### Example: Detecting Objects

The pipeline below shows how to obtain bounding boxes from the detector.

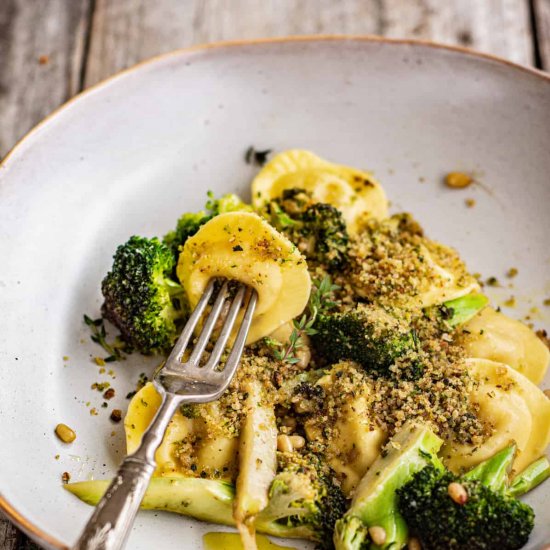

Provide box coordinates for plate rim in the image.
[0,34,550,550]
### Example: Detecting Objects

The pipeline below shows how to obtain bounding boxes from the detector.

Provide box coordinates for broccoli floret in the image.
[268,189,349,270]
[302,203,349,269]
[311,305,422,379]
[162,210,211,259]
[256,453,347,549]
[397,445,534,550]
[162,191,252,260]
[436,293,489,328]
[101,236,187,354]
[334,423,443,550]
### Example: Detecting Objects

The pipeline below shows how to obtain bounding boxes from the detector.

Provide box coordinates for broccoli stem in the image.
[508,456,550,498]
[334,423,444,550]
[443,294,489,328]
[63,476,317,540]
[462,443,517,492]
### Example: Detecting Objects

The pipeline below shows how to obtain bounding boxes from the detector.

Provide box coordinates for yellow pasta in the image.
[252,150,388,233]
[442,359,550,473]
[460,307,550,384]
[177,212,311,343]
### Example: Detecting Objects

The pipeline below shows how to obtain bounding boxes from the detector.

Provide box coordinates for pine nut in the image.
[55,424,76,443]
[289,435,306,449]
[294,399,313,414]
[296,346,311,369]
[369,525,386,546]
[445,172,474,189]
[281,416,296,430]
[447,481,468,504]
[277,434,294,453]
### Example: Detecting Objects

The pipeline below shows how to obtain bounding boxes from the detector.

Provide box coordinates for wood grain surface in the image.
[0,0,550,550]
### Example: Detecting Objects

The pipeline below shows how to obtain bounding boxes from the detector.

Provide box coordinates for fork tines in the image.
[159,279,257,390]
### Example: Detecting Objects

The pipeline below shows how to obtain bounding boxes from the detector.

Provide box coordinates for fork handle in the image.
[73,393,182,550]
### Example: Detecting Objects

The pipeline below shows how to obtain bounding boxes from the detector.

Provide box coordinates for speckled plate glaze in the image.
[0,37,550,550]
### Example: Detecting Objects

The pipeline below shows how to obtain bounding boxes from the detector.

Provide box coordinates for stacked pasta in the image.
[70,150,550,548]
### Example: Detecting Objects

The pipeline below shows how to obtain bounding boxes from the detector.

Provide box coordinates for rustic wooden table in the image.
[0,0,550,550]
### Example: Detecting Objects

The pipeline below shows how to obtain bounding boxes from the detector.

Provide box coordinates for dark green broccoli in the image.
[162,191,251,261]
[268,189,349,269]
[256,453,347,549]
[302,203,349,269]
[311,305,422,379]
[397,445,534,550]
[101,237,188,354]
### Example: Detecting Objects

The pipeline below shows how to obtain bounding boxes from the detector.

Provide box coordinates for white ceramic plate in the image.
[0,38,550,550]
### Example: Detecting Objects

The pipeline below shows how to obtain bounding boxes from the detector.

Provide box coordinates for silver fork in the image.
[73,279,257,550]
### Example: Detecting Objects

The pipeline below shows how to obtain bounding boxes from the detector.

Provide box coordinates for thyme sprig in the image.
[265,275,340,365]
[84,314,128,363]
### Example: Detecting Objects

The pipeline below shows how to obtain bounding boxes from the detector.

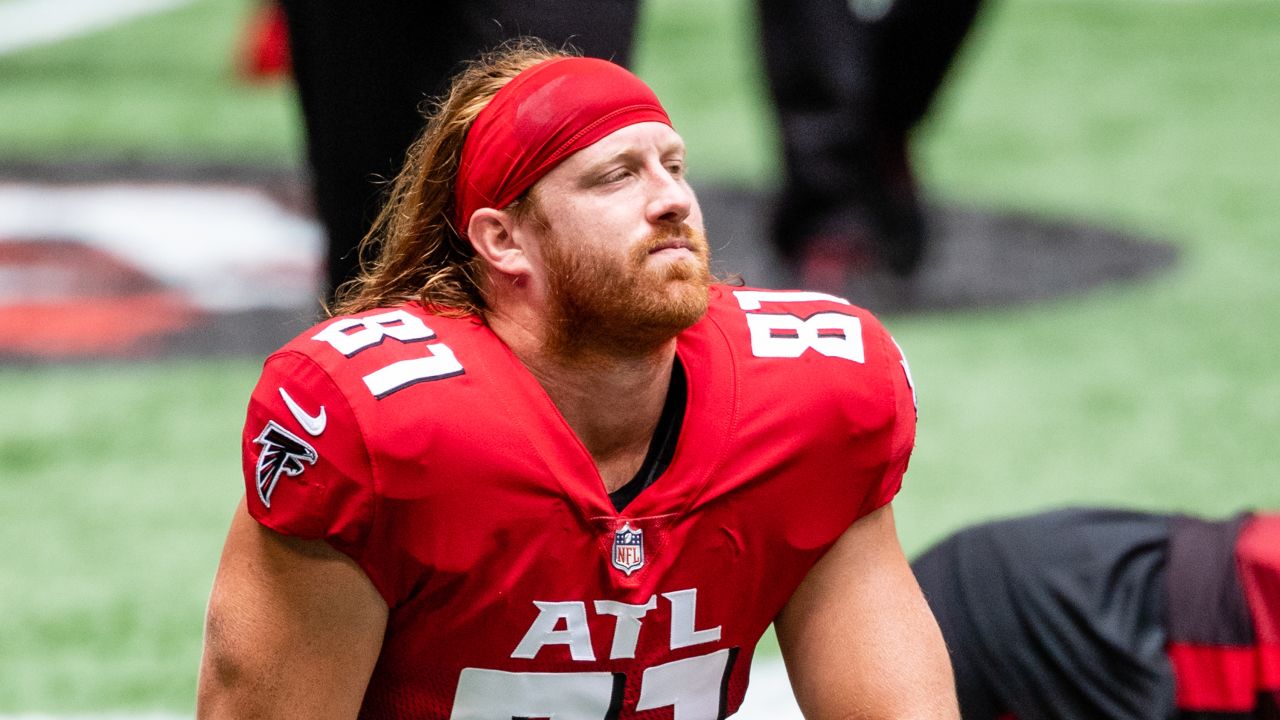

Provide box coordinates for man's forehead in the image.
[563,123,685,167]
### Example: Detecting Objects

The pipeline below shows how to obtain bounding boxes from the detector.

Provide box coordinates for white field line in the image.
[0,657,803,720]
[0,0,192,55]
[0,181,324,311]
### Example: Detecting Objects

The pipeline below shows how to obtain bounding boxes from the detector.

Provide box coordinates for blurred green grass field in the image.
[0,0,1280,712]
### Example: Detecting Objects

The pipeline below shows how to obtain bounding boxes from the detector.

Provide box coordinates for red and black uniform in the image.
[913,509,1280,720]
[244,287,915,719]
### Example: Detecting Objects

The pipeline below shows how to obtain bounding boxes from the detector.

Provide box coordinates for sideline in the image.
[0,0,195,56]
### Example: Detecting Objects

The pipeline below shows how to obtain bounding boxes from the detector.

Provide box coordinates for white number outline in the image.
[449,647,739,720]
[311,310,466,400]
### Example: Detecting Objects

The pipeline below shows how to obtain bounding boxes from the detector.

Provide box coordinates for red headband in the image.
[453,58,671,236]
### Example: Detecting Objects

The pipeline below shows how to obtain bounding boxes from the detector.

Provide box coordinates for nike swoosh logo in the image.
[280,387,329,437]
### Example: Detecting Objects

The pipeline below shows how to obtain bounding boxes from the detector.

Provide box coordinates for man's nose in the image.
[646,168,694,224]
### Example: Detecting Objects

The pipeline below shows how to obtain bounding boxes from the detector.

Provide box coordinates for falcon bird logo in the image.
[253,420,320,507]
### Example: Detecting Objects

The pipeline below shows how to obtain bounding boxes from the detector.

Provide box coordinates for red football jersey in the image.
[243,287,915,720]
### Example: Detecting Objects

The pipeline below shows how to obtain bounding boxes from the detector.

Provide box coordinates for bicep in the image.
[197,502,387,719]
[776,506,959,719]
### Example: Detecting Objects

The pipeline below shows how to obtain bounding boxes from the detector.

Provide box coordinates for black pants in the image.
==========
SET PROBLEM: Recast the items, from the start through the line containing "[462,443,517,492]" inclusive, as a Markdown table with the columns Row and Line, one numbered row per nonblank line. Leave out the pictures.

FULL ANSWER:
| Row | Line |
|---|---|
| 1 | ### Example: Detecting Objects |
| 2 | The pipeline below shows how to obtain bounding boxes from the detector. |
| 3 | Provide box coordinates for plate rim in the image. |
| 4 | [0,34,550,550] |
| 5 | ### Example: Detecting Objects |
| 6 | The pipeline below shows how to obtain bounding boxes from the detector. |
| 7 | Provide box coordinates for broccoli floret in the image. |
| 8 | [268,189,349,270] |
| 9 | [302,203,349,269] |
| 10 | [311,305,422,379] |
| 11 | [162,210,211,259] |
| 12 | [256,453,347,549] |
| 13 | [397,445,534,550] |
| 14 | [162,191,252,260] |
| 15 | [436,293,489,328] |
| 16 | [101,236,187,354] |
| 17 | [334,423,443,550] |
| 18 | ### Example: Detecting Objects |
| 19 | The pipeline below shows how to obtain bounding boxes from the detector. |
| 20 | Provide box coordinates for broccoli stem in the image. |
| 21 | [508,456,550,498] |
| 22 | [334,423,444,550] |
| 23 | [443,294,489,328] |
| 24 | [63,476,317,540] |
| 25 | [462,443,517,492] |